──────── Given records

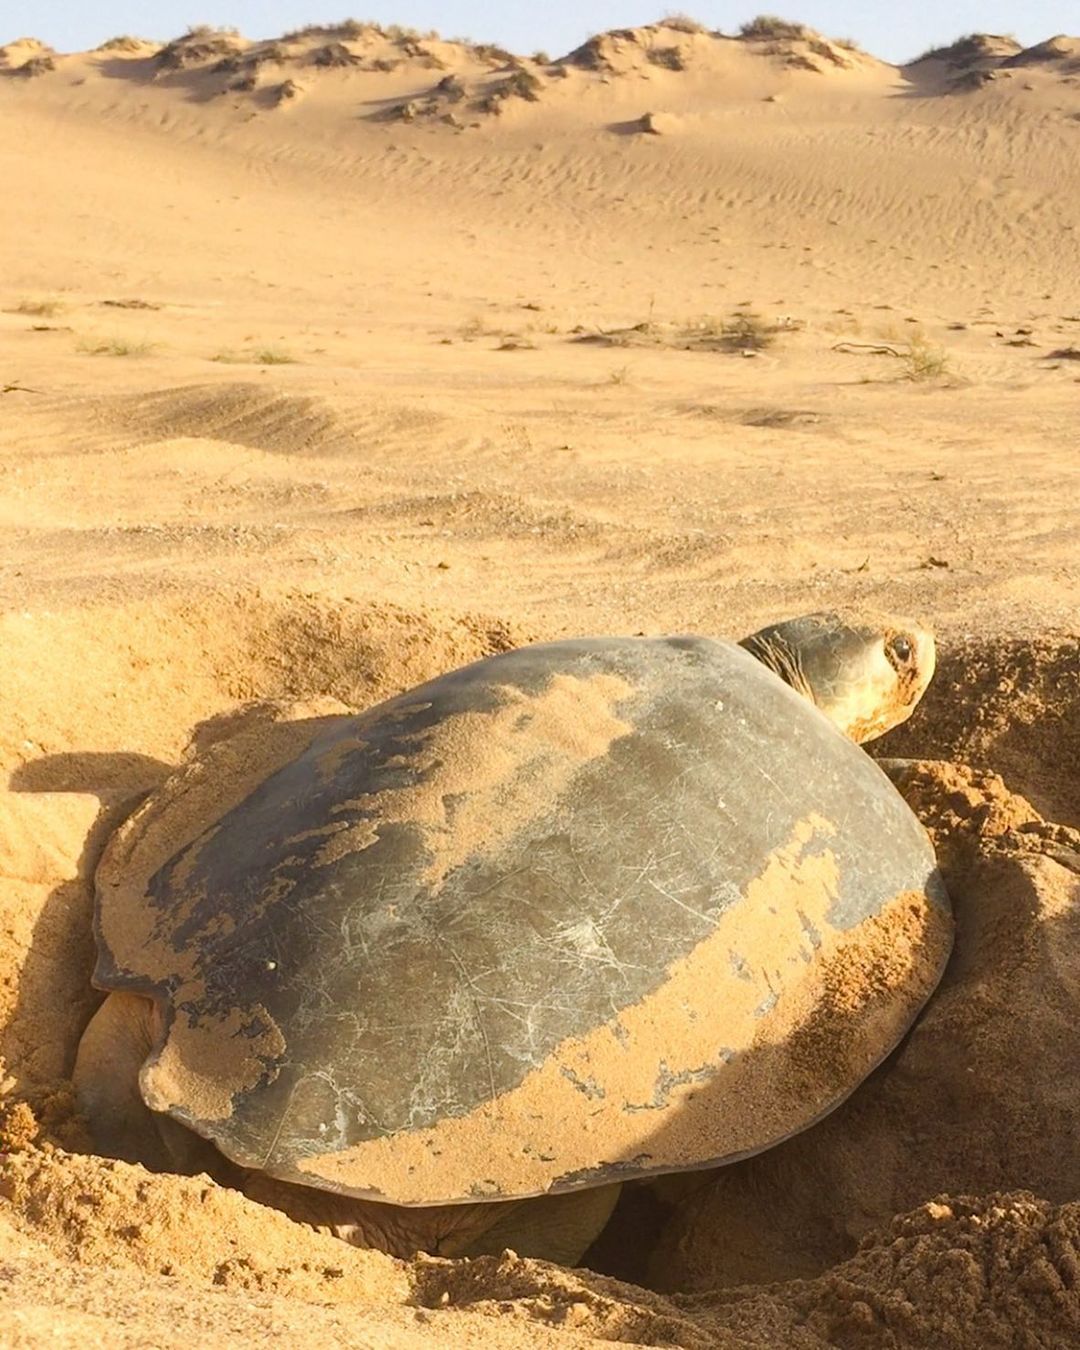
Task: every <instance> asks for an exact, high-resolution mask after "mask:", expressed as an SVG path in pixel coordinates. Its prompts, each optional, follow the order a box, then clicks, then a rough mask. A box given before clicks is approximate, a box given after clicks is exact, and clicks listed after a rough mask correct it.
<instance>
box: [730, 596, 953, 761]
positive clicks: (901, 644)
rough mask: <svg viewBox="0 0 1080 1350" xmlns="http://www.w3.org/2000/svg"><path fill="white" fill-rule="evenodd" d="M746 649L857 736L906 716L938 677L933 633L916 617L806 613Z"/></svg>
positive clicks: (864, 733)
mask: <svg viewBox="0 0 1080 1350" xmlns="http://www.w3.org/2000/svg"><path fill="white" fill-rule="evenodd" d="M740 647H745V648H747V651H748V652H752V653H753V655H755V656H756V657H757V659H759V660H760V661H761V663H763V664H764V666H768V668H769V670H771V671H775V672H776V675H779V676H780V679H783V680H786V682H787V683H788V684H790V686H791V687H792V688H795V690H798V691H799V694H803V695H805V697H806V698H809V699H810V702H811V703H814V705H817V707H819V709H821V710H822V713H825V715H826V717H828V718H829V720H830V721H833V722H836V725H837V726H838V728H840V729H841V732H844V733H845V734H848V736H850V738H852V740H853V741H872V740H873V737H875V736H883V734H884V733H886V732H887V730H890V728H892V726H898V725H899V724H900V722H903V721H906V720H907V718H909V717H910V715H911V711H913V710H914V707H915V703H918V701H919V699H921V698H922V695H923V693H925V690H926V686H927V684H929V683H930V679H931V676H933V674H934V636H933V633H930V632H927V629H925V628H921V626H919V625H918V624H915V622H913V621H911V620H910V618H894V617H891V616H888V617H880V618H876V617H875V618H865V617H861V618H860V617H850V616H841V614H833V613H829V614H803V616H802V617H801V618H790V620H786V621H784V622H782V624H771V625H769V626H768V628H763V629H760V630H759V632H756V633H752V634H751V636H749V637H745V639H744V640H742V641H741V643H740Z"/></svg>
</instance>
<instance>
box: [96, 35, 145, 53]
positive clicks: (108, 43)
mask: <svg viewBox="0 0 1080 1350" xmlns="http://www.w3.org/2000/svg"><path fill="white" fill-rule="evenodd" d="M144 45H146V39H144V38H135V36H132V35H131V34H130V32H121V34H119V35H117V36H116V38H108V39H107V41H105V42H103V43H101V45H100V46H99V47H96V49H94V50H96V51H142V49H143V46H144Z"/></svg>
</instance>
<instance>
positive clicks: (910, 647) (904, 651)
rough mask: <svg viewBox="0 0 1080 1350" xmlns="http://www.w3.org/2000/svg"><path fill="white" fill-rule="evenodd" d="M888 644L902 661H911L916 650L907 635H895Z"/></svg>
mask: <svg viewBox="0 0 1080 1350" xmlns="http://www.w3.org/2000/svg"><path fill="white" fill-rule="evenodd" d="M888 645H890V651H892V653H894V655H895V656H896V659H898V660H900V661H910V660H911V656H913V655H914V651H915V649H914V647H913V645H911V643H910V640H909V639H907V637H894V639H892V641H891V643H890V644H888Z"/></svg>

────────────────

• Problem requirements
Can you restate all the records above word for word while dropping the pictures?

• Solution
Task: every <instance> asks for an exact, high-resolution mask after "mask:", expressed as an SVG path in pixel coordinates. Its prompts, each optional, follow the order a box, then clicks, then a rough mask. A box given before clicks is approximate, a box given after clicks is exact, and clicks listed after a rough mask correct it.
<instance>
box: [730, 596, 953, 761]
positive clicks: (901, 644)
rough mask: <svg viewBox="0 0 1080 1350" xmlns="http://www.w3.org/2000/svg"><path fill="white" fill-rule="evenodd" d="M746 649L857 736L906 716L938 677L933 633L916 617L806 613Z"/></svg>
positive clicks: (864, 733)
mask: <svg viewBox="0 0 1080 1350" xmlns="http://www.w3.org/2000/svg"><path fill="white" fill-rule="evenodd" d="M740 647H745V648H747V651H748V652H752V653H753V655H755V656H756V657H757V659H759V660H760V661H761V663H763V664H764V666H768V668H769V670H771V671H775V672H776V675H779V676H780V679H783V680H786V682H787V683H788V684H790V686H791V687H792V688H795V690H798V691H799V694H803V695H805V697H806V698H809V699H810V702H811V703H814V705H817V707H819V709H821V710H822V713H825V715H826V717H828V718H829V720H830V721H833V722H836V725H837V726H838V728H840V729H841V732H844V733H845V734H848V736H850V738H852V740H853V741H872V740H873V737H875V736H883V734H884V733H886V732H887V730H890V728H892V726H898V725H899V724H900V722H903V721H906V720H907V718H909V717H910V715H911V711H913V710H914V707H915V703H918V701H919V699H921V698H922V695H923V693H925V690H926V686H927V684H929V683H930V679H931V676H933V674H934V636H933V633H930V632H927V629H925V628H921V626H919V625H918V624H915V622H913V621H911V620H910V618H894V617H891V616H888V617H880V618H876V617H875V618H865V617H861V618H860V617H850V616H841V614H833V613H829V614H803V616H802V617H801V618H790V620H786V621H784V622H782V624H771V625H769V626H768V628H763V629H760V630H759V632H756V633H752V634H751V636H749V637H745V639H744V640H742V641H741V643H740Z"/></svg>
</instance>
<instance>
box: [96, 35, 145, 53]
positive clicks: (108, 43)
mask: <svg viewBox="0 0 1080 1350" xmlns="http://www.w3.org/2000/svg"><path fill="white" fill-rule="evenodd" d="M144 45H146V39H144V38H135V36H132V35H131V34H130V32H121V34H119V35H117V36H116V38H108V39H107V41H105V42H103V43H101V45H100V46H99V47H96V49H94V50H96V51H142V49H143V46H144Z"/></svg>
</instance>
<instance>
positive clicks: (910, 647) (904, 651)
rough mask: <svg viewBox="0 0 1080 1350" xmlns="http://www.w3.org/2000/svg"><path fill="white" fill-rule="evenodd" d="M888 644L902 661H911L916 650L907 635H895Z"/></svg>
mask: <svg viewBox="0 0 1080 1350" xmlns="http://www.w3.org/2000/svg"><path fill="white" fill-rule="evenodd" d="M888 645H890V651H892V653H894V655H895V656H896V659H898V660H900V661H910V660H911V656H913V655H914V651H915V649H914V647H913V645H911V643H910V640H909V639H907V637H894V639H892V641H891V643H890V644H888Z"/></svg>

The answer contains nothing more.